**Prompt 1:**
Count the lines in the records below that contain the word "bench", and reply with that number alone.

**Extract provided:**
Police Officer Michael Ruttenber, a staff sergeant in the Marine Corps Reserve, on Wednesday presented the Marine Corps colors to Chief Dale Call on behalf of the Marines of 3rd Reconnaissance Battalion, Bravo Company.

Ruttenber and Bravo Company were deployed to Afghanistan in May 2011 in support of Operation Enduring Freedom. During his tour in Afghanistan, Ruttenber and his unit carried out reconnaissance and security patrols throughout the Sangin Valley.

Ruttenber's company completed its deployment in Afghanistan and returned to the U.S. in December 2011.

While Ruttenber was serving in Afghanistan, Public Safety Officer Chris Proudfoot led Westport police officers in the collection of canned goods, snacks and personal hygiene items, which were mailed to Bravo Company.

"It was my idea to give it to the department as a thank you for everybody that donated and sent stuff overseas for us," said Ruttenber, who wore his Marine dress blue uniform for Wednesday's ceremony. "The reason the care packages were so big was just the day-to-day stuff -- lack of food and lack of water and lack of the easy comforts of home."

While deployed in the Sangin Valley, Ruttenber carried out a mission starkly different from his objectives as a Westport police officer.

"Everything over there isn't as cut-and-dried as it is over here," he said. "You're talking about an infrastructure over here that's non-existent over there. To draw comparisons between the two is difficult, if not impossible, because you're talking about two different worlds."

While stationed in the Sangin Valley, Ruttenber also worked with members of the Afghan National Army.

Ruttenber added that he counts patience as the skill he honed in the Sangin Valley that related most directly to his work as a police officer. He has been a Westport officer nearly three years.

(Dataset rows)
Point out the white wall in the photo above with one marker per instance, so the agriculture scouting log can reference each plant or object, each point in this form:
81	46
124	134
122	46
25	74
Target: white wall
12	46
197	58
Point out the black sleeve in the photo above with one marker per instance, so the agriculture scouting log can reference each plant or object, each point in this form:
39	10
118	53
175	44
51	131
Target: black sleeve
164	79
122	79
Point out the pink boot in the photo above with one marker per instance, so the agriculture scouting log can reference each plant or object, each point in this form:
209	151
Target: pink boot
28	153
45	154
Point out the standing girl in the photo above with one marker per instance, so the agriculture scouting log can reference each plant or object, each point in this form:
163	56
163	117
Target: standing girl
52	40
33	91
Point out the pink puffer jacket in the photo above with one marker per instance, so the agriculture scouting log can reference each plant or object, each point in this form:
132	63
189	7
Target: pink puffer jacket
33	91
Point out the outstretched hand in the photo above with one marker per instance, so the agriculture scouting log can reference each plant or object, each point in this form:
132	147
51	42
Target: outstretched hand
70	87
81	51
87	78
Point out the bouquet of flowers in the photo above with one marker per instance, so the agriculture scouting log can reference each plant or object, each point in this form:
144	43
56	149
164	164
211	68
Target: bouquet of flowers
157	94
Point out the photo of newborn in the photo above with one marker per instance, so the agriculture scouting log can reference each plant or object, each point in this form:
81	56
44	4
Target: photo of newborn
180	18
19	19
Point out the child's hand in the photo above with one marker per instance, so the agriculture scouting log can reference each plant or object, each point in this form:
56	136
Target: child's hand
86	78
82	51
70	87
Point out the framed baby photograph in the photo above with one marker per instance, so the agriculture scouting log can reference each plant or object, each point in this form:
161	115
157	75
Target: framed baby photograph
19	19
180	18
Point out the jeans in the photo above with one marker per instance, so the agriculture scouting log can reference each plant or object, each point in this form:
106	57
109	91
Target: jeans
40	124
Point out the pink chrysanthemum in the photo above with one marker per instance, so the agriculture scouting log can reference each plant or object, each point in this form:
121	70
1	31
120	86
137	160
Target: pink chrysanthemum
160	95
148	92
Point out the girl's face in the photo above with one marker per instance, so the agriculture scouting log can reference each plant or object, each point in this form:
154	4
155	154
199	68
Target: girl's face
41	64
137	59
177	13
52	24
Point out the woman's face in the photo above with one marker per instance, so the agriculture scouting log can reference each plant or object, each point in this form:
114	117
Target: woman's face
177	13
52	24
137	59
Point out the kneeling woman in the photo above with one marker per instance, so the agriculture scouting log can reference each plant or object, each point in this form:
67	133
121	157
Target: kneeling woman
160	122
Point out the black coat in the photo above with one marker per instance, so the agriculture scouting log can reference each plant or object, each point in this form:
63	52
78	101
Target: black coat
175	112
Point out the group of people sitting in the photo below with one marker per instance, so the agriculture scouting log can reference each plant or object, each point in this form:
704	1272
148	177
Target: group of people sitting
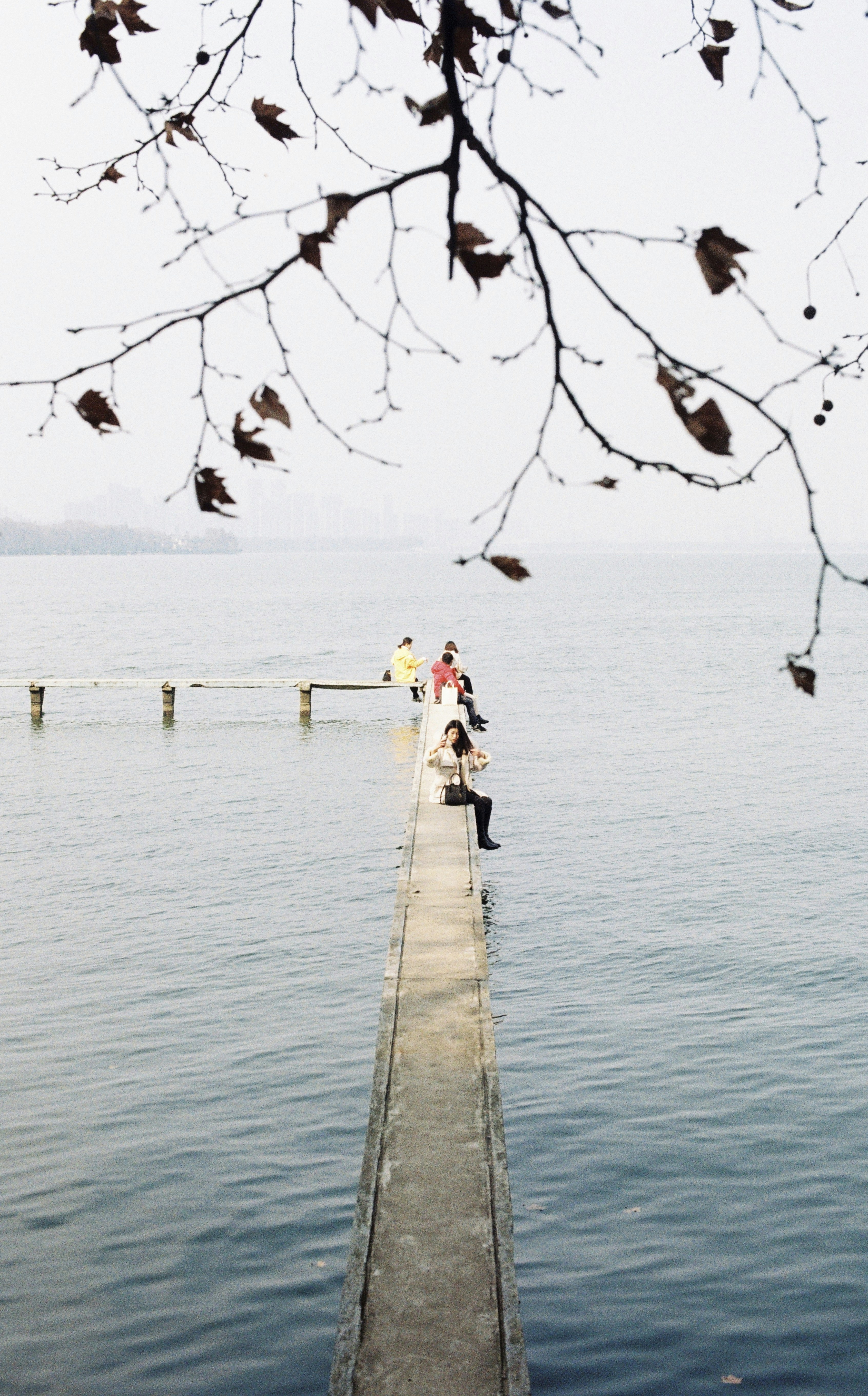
454	759
444	671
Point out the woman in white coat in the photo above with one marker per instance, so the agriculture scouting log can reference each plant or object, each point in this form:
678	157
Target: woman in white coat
454	760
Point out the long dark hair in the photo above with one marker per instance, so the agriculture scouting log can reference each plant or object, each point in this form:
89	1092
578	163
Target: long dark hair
464	746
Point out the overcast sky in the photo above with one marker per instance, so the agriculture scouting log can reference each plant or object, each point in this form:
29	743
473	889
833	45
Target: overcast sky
648	146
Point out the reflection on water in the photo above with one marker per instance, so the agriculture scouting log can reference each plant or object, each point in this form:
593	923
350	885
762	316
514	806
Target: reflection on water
194	925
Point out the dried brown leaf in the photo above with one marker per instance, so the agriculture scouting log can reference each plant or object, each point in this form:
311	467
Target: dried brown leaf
369	9
337	209
211	490
430	112
708	426
714	56
716	258
511	567
677	390
400	10
97	37
485	266
270	405
309	248
127	12
468	238
803	678
94	410
462	42
181	126
267	115
246	445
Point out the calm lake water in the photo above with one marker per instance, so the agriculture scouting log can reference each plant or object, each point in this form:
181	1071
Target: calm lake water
193	933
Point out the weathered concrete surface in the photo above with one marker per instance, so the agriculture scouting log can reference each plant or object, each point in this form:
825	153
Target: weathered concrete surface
430	1303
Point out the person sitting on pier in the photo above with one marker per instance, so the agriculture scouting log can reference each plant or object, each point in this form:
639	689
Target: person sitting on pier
457	666
457	757
405	666
443	673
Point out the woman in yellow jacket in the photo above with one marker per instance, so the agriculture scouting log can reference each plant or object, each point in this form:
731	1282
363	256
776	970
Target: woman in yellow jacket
405	666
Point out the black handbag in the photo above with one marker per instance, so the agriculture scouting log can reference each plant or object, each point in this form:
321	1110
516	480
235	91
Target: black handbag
454	795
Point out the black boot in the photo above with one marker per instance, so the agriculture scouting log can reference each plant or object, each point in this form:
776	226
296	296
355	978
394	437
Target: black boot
485	842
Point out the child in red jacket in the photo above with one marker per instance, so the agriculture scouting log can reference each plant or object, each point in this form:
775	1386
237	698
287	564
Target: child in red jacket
443	673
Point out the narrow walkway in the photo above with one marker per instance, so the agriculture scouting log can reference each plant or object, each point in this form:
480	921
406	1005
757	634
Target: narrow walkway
430	1303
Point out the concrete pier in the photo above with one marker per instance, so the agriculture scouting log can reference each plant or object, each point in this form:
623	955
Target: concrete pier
430	1302
305	686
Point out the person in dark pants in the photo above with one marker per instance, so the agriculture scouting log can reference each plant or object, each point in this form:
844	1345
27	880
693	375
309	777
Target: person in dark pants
443	673
462	675
456	757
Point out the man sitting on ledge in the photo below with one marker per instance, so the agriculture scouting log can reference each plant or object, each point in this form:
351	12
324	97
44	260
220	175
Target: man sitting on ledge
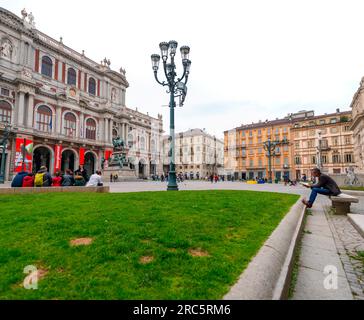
326	185
95	180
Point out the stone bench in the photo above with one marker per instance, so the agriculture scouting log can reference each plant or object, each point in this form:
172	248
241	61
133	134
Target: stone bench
341	203
102	189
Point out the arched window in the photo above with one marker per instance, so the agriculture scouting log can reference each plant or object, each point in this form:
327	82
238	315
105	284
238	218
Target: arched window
70	124
44	119
92	86
142	143
71	76
153	146
47	66
5	112
130	140
90	129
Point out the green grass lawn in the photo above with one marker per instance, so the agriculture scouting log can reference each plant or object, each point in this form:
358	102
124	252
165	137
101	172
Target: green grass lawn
229	227
352	188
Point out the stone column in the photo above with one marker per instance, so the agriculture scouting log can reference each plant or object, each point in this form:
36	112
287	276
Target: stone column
106	130
110	130
58	121
82	126
101	130
21	108
30	111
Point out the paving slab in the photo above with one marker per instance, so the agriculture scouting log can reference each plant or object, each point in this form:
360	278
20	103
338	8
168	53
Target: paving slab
357	220
311	286
318	259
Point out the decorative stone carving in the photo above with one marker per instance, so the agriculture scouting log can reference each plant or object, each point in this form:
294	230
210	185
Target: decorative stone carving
113	94
6	49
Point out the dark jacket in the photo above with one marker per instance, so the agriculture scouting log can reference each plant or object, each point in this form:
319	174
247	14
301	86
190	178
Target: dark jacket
18	179
67	180
328	183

**Prompt 2:**
Retype the part of the article above on Officer Ruttenber's deployment from "Police Officer Michael" up to and including "the Sangin Valley.", keeping every character the same.

**Written answer 1:**
2

**Written answer 2:**
Police Officer Michael Ruttenber, a staff sergeant in the Marine Corps Reserve, on Wednesday presented the Marine Corps colors to Chief Dale Call on behalf of the Marines of 3rd Reconnaissance Battalion, Bravo Company.

Ruttenber and Bravo Company were deployed to Afghanistan in May 2011 in support of Operation Enduring Freedom. During his tour in Afghanistan, Ruttenber and his unit carried out reconnaissance and security patrols throughout the Sangin Valley.